» TASK TO COMPLETE: Copy exactly, from the beginning of the material below, every line up to and including the one holding "[(389, 76), (389, 129), (318, 294), (319, 180)]", with the pictures left out.

» INPUT RECORDS:
▼

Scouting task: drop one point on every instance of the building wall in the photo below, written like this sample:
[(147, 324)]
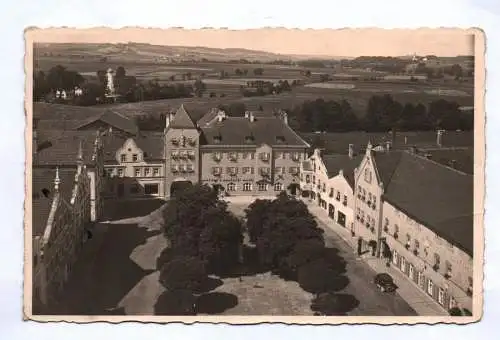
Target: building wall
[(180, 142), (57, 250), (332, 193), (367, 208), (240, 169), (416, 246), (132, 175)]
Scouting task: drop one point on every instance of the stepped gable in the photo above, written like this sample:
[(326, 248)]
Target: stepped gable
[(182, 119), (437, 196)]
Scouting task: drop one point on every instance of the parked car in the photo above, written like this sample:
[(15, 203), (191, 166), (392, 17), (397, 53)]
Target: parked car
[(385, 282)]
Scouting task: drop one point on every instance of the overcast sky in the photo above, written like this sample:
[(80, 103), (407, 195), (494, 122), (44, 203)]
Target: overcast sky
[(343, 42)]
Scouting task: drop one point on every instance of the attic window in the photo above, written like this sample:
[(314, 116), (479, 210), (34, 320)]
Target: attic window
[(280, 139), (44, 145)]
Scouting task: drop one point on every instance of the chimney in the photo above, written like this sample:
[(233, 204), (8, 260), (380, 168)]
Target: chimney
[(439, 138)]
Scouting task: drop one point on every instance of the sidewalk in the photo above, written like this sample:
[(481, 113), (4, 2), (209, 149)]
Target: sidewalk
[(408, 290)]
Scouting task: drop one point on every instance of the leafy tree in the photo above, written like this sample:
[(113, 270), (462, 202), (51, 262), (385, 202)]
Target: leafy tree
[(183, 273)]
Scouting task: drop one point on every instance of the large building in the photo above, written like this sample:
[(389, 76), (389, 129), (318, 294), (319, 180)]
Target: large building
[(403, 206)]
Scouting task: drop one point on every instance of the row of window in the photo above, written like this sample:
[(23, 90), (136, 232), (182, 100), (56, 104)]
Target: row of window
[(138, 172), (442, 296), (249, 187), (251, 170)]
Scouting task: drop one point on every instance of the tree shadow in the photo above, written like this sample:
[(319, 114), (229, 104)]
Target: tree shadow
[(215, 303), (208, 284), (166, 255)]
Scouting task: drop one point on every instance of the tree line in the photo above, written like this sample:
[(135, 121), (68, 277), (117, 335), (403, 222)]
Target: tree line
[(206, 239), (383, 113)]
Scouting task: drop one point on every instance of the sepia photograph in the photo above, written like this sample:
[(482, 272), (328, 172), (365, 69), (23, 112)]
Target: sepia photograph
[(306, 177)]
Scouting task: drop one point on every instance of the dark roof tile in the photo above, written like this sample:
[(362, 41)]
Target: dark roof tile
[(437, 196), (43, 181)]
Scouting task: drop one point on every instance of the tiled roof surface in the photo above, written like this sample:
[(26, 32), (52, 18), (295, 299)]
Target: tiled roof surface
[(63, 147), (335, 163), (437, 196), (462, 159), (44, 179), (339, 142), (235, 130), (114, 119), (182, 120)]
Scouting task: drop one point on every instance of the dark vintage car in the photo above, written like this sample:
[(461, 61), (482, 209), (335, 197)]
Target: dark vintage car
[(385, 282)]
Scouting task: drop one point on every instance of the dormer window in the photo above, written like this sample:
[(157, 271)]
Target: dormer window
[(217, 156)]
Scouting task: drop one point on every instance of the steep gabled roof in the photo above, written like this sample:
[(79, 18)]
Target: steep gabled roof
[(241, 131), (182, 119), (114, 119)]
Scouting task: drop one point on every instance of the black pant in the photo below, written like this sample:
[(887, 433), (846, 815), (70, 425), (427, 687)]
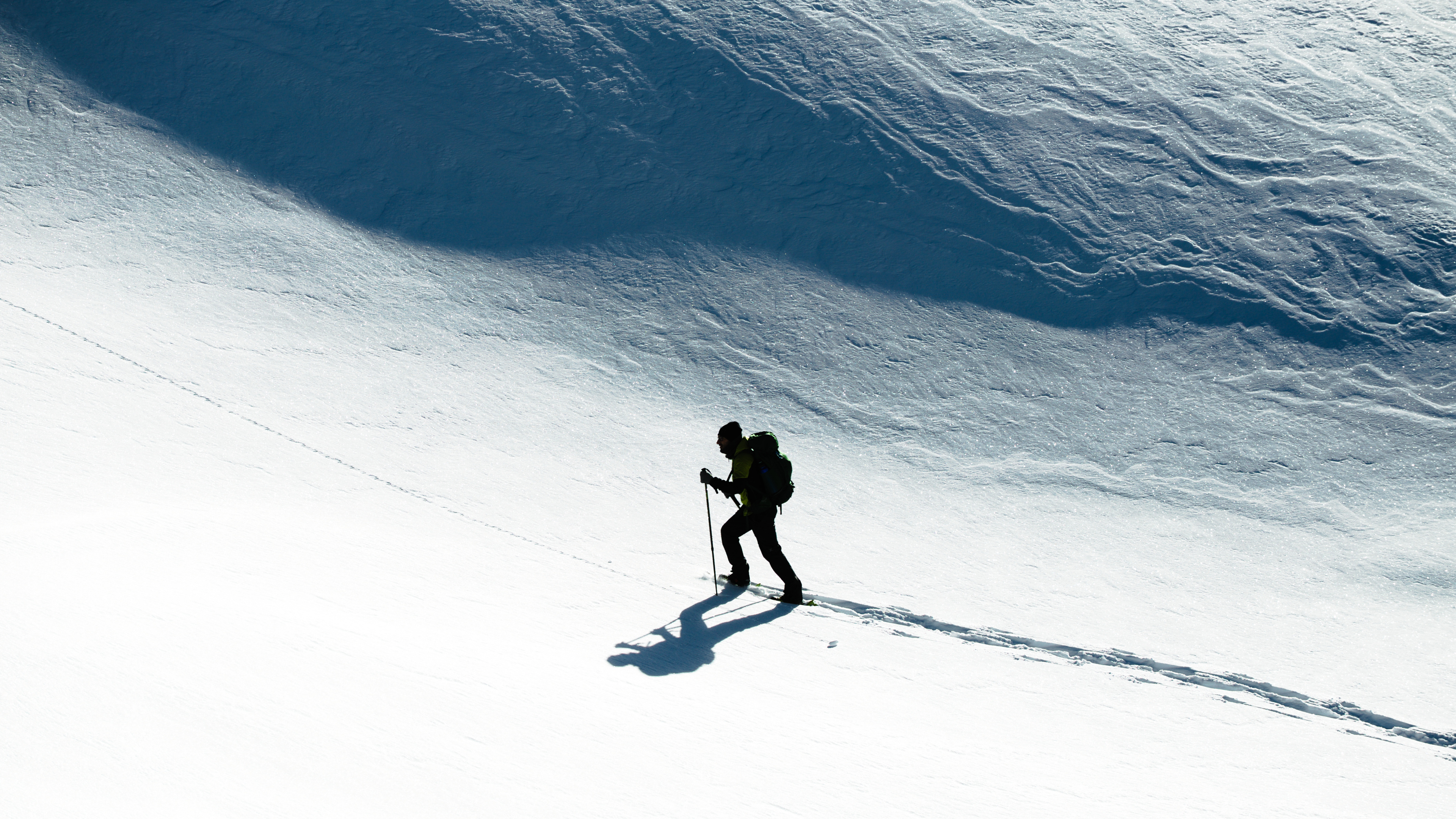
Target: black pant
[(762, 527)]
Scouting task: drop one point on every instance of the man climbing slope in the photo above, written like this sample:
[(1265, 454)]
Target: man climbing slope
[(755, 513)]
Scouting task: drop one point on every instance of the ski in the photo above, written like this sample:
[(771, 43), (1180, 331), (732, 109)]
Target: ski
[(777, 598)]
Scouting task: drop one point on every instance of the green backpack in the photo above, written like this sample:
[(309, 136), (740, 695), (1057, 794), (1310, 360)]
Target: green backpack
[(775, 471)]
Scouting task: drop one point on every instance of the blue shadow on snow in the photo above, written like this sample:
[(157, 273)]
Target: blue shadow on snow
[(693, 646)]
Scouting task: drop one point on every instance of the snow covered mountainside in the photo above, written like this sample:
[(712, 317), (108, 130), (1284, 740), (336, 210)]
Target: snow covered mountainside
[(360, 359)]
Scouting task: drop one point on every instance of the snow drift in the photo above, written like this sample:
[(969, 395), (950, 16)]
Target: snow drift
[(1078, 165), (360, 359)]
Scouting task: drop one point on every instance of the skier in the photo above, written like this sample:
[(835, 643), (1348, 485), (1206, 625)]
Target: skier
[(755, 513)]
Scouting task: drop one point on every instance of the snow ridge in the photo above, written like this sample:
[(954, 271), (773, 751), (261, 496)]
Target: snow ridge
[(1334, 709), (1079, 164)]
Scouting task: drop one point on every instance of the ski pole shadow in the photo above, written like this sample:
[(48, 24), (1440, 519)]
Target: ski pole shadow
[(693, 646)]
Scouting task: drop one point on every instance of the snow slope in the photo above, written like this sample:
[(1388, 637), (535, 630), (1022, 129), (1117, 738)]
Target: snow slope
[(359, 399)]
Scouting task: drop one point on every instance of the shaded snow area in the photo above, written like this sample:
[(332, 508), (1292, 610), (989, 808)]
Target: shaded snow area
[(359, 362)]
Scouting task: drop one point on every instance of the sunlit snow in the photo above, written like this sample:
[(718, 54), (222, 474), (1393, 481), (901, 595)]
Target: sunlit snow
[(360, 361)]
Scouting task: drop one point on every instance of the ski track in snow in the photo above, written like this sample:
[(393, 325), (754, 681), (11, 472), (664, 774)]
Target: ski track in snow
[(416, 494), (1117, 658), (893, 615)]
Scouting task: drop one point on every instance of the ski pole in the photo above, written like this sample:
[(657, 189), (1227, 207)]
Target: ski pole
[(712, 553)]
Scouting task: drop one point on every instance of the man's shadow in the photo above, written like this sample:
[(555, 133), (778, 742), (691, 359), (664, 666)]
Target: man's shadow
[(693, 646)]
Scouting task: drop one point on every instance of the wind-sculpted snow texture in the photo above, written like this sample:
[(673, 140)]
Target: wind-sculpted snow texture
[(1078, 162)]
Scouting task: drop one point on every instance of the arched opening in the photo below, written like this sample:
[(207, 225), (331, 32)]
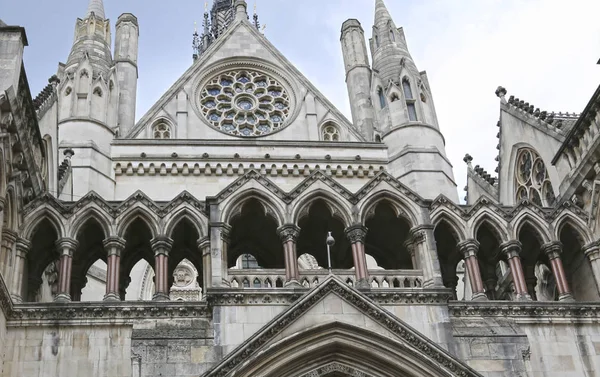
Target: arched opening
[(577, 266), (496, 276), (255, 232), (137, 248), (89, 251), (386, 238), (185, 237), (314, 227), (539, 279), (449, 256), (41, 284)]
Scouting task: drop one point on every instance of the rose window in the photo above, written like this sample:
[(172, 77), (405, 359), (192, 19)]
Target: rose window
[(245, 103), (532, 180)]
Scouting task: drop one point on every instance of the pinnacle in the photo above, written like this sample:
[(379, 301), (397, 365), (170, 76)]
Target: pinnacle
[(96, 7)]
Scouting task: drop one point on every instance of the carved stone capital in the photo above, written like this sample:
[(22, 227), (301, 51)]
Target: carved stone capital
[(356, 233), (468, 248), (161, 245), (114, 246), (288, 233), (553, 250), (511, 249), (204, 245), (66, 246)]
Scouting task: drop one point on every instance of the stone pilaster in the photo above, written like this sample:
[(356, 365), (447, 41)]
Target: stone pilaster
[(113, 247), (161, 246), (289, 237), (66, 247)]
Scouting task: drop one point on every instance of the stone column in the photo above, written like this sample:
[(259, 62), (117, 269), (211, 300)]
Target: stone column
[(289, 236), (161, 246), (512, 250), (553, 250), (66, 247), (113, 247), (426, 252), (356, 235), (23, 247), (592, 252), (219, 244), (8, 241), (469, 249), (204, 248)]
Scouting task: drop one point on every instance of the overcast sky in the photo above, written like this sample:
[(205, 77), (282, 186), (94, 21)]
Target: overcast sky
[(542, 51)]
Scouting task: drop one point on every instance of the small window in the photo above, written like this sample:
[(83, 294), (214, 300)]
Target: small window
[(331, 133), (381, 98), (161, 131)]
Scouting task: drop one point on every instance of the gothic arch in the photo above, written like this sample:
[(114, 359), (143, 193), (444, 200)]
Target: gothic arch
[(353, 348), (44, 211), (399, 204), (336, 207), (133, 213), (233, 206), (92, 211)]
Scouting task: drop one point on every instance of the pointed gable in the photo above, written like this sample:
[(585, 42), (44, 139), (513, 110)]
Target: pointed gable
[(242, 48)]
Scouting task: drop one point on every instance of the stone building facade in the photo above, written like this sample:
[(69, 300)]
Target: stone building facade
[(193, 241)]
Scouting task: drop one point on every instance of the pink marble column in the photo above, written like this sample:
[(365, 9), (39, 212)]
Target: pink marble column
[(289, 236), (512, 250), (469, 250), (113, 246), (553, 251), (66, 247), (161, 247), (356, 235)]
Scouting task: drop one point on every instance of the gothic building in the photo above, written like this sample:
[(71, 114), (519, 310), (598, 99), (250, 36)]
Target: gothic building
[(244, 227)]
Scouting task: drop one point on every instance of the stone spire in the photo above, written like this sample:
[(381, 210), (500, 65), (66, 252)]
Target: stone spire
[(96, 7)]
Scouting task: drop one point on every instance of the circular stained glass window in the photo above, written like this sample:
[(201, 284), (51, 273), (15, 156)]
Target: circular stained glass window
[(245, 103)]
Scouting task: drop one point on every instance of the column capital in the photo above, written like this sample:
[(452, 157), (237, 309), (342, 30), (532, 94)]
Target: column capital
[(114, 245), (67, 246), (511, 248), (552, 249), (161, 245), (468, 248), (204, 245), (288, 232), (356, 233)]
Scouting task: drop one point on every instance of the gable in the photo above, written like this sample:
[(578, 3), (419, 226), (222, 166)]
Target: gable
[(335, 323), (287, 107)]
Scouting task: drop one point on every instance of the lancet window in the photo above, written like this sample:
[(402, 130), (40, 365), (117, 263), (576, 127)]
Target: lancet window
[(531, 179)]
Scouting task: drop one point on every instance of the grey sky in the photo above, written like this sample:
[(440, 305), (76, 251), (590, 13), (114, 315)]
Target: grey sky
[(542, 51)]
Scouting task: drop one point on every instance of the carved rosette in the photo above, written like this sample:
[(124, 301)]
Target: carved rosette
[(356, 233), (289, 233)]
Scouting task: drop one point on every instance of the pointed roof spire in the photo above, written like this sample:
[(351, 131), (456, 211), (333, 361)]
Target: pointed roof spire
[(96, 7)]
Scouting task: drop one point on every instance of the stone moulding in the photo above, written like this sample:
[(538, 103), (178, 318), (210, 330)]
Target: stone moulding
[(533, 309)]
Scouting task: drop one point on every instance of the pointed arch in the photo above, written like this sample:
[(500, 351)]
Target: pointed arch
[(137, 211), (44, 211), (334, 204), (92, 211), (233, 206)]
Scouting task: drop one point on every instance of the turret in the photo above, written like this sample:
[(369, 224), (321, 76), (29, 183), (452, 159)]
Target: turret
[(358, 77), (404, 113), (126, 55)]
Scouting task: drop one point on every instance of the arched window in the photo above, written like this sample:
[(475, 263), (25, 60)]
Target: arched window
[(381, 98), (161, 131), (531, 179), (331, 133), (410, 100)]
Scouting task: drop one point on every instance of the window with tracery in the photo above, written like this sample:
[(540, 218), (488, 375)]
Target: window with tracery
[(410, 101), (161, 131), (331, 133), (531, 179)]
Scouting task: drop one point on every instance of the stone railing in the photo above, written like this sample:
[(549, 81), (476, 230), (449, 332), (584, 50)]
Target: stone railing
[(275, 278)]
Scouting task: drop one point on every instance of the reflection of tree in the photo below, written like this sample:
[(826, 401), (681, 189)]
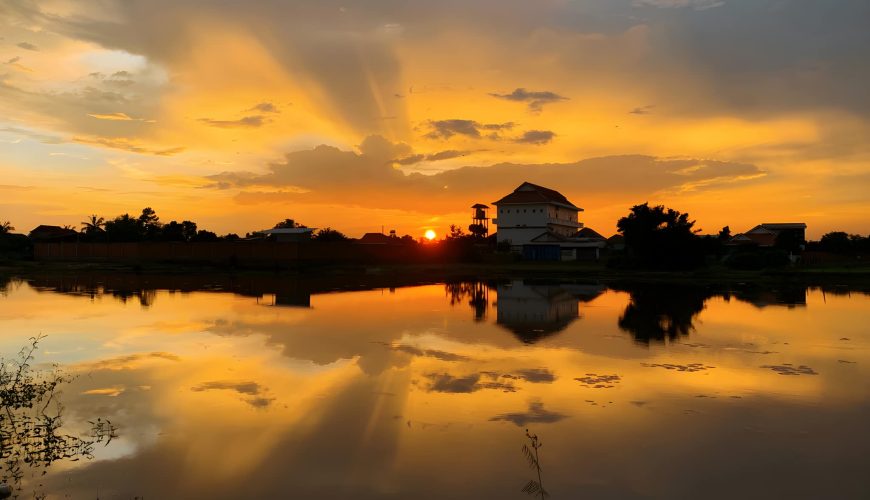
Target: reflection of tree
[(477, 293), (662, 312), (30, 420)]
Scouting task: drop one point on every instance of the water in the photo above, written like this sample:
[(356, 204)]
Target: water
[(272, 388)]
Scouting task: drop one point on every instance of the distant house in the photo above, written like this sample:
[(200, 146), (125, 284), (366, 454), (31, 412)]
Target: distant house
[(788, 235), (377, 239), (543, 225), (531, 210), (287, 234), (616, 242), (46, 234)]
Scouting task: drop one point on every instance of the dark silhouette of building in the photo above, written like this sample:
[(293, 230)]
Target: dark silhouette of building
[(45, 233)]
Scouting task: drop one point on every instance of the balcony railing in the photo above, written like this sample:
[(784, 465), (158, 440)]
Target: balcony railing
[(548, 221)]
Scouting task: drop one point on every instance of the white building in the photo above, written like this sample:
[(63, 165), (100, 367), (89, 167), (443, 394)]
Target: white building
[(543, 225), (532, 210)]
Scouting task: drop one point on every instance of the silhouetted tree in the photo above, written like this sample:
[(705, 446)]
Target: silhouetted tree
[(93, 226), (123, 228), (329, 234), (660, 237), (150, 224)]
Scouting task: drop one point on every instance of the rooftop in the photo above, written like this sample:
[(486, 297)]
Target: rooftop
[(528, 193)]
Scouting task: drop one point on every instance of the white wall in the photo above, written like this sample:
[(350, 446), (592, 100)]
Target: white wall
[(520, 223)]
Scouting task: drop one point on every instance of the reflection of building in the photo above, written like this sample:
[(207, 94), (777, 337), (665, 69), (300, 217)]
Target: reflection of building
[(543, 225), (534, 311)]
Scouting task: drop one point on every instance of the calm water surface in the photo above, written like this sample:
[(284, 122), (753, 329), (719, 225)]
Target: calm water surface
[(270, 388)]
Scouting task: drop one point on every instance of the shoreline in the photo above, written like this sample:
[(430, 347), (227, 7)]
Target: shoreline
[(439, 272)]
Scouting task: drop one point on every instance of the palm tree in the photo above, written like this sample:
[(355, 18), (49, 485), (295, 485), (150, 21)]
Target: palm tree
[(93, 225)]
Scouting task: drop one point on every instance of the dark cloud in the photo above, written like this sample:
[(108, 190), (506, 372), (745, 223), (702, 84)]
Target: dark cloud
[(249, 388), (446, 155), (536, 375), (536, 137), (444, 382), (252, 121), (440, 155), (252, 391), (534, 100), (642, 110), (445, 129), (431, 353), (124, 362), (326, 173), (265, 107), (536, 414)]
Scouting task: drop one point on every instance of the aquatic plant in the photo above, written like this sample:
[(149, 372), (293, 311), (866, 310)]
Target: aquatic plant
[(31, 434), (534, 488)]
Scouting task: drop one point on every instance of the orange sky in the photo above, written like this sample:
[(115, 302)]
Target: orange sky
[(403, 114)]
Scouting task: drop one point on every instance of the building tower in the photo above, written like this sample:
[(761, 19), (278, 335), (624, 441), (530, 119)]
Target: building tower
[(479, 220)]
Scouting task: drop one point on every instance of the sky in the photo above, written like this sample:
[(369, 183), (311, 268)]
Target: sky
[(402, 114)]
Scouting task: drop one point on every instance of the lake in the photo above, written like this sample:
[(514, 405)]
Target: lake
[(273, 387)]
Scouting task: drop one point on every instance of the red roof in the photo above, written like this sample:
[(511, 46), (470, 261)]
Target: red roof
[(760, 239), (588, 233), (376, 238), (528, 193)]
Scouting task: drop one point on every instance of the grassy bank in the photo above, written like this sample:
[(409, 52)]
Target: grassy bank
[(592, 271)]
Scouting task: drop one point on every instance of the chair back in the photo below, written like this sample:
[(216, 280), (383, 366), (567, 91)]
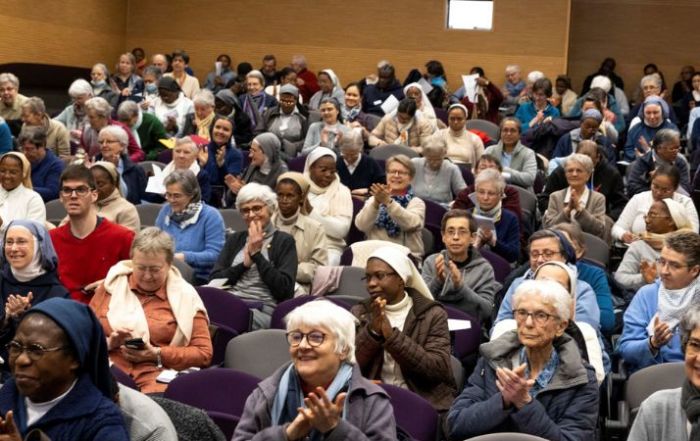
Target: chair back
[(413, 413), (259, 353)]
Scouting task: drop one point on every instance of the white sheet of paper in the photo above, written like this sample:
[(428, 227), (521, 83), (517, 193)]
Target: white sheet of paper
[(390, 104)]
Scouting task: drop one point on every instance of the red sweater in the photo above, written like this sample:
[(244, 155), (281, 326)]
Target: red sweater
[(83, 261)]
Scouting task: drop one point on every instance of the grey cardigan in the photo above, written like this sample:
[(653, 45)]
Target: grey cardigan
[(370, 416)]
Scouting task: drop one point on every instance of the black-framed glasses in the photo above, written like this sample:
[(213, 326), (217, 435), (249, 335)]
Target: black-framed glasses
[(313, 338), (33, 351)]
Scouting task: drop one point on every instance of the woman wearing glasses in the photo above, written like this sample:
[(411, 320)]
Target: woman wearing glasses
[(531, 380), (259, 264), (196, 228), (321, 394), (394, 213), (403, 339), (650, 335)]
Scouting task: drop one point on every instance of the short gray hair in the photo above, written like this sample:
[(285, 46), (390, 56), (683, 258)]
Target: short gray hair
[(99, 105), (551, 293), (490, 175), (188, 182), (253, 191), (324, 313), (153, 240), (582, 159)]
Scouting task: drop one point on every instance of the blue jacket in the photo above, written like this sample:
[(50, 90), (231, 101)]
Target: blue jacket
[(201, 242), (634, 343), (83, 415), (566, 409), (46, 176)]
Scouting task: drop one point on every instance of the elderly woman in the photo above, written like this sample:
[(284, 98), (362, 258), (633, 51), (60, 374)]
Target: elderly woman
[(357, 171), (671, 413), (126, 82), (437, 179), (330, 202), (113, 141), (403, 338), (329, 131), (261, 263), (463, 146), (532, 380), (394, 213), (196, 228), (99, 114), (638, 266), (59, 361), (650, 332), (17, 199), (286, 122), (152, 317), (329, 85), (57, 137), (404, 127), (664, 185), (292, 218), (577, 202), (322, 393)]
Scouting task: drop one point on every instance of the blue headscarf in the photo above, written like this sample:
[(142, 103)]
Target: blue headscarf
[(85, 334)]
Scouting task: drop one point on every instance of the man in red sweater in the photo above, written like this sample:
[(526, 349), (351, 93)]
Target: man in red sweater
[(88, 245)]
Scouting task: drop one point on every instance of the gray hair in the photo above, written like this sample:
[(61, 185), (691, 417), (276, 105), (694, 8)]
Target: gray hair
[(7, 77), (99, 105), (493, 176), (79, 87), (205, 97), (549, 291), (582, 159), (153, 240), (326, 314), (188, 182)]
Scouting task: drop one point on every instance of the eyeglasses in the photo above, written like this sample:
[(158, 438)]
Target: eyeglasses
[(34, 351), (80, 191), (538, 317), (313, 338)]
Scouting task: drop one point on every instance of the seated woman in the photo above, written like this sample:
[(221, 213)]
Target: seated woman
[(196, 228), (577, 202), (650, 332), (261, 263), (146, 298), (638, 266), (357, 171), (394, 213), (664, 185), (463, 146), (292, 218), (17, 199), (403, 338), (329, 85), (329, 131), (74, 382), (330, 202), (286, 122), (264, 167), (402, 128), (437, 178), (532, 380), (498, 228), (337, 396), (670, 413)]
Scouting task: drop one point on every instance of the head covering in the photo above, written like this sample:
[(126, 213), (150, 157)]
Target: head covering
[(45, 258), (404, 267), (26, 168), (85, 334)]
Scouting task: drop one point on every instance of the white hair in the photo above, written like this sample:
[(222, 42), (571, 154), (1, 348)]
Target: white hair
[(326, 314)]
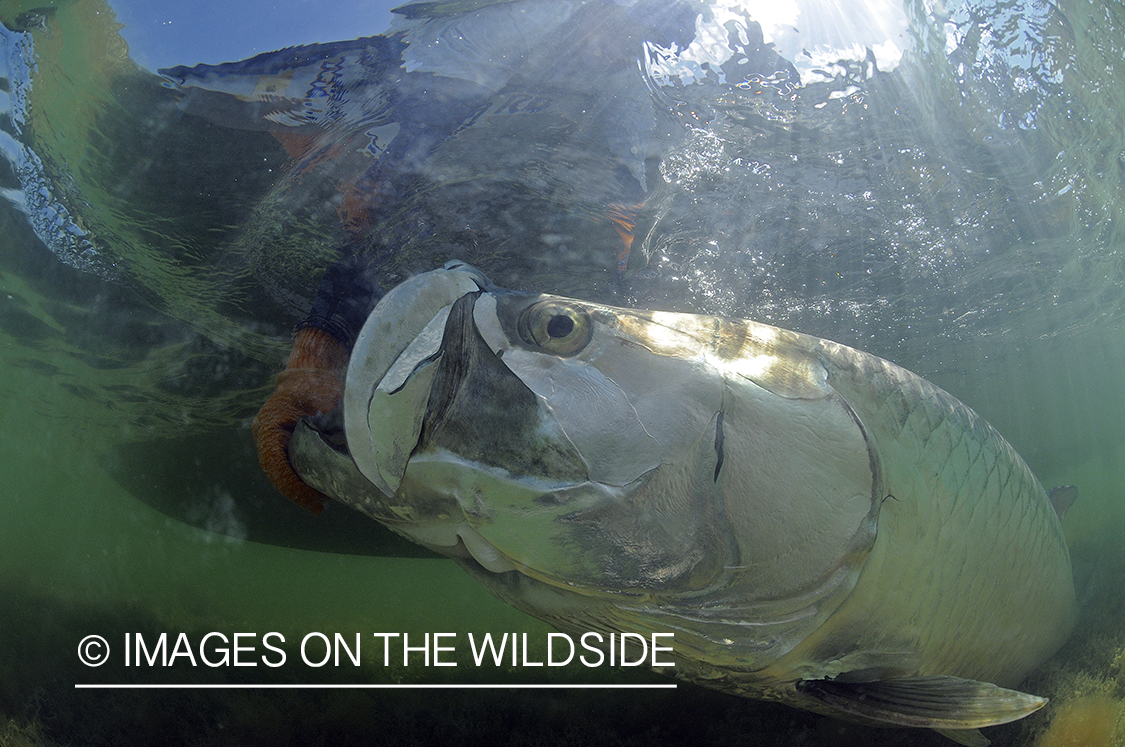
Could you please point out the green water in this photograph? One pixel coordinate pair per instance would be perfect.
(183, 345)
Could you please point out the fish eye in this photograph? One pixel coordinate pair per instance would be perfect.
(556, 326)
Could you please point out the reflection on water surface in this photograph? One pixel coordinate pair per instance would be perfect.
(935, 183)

▲

» WRITTEN RESPONSE:
Scouting task: drop one point on every instance of the building wall in the photo below, written like this sample:
[(147, 324)]
Target: building wall
[(180, 142), (57, 250), (332, 193), (367, 208), (240, 169), (416, 246), (132, 175)]
Scouting task: drop one point on every instance of the stepped gable in the photo above, written like this sample:
[(326, 248)]
Target: stepped gable
[(182, 119), (437, 196)]
Scouting task: drop one point on every instance of the parked car in the photo above, written like this sample:
[(15, 203), (191, 166), (392, 17), (397, 53)]
Target: parked car
[(385, 282)]
Scouting task: drop one point on every instance of the overcast sky in the photo above, written like this sample:
[(80, 103), (407, 195), (494, 122), (44, 203)]
Target: overcast sky
[(343, 42)]
Scouting task: drop one point on every instance of the attic window in the photo above, written like this sample:
[(314, 116), (479, 210), (34, 320)]
Target: attic window
[(280, 139), (44, 145)]
Scouting task: drop one point on every instance of the chimney in the photo above, written like this sample:
[(233, 204), (8, 260), (380, 168)]
Target: chimney
[(439, 138)]
Scouting task: drop one point on every instance of the sidewalk in the photo above, written like this sample:
[(481, 113), (4, 2), (209, 149)]
Target: sidewalk
[(408, 290)]
Scouting task: drop one point on every instance of the leafy tree in the photo above, written like this sample:
[(113, 270), (462, 202), (51, 262), (385, 202)]
Target: leafy tree
[(183, 273)]
Scouting task: drop one point on every instance of the large building in the photo above, written like this sample:
[(389, 76), (389, 129), (318, 294), (319, 180)]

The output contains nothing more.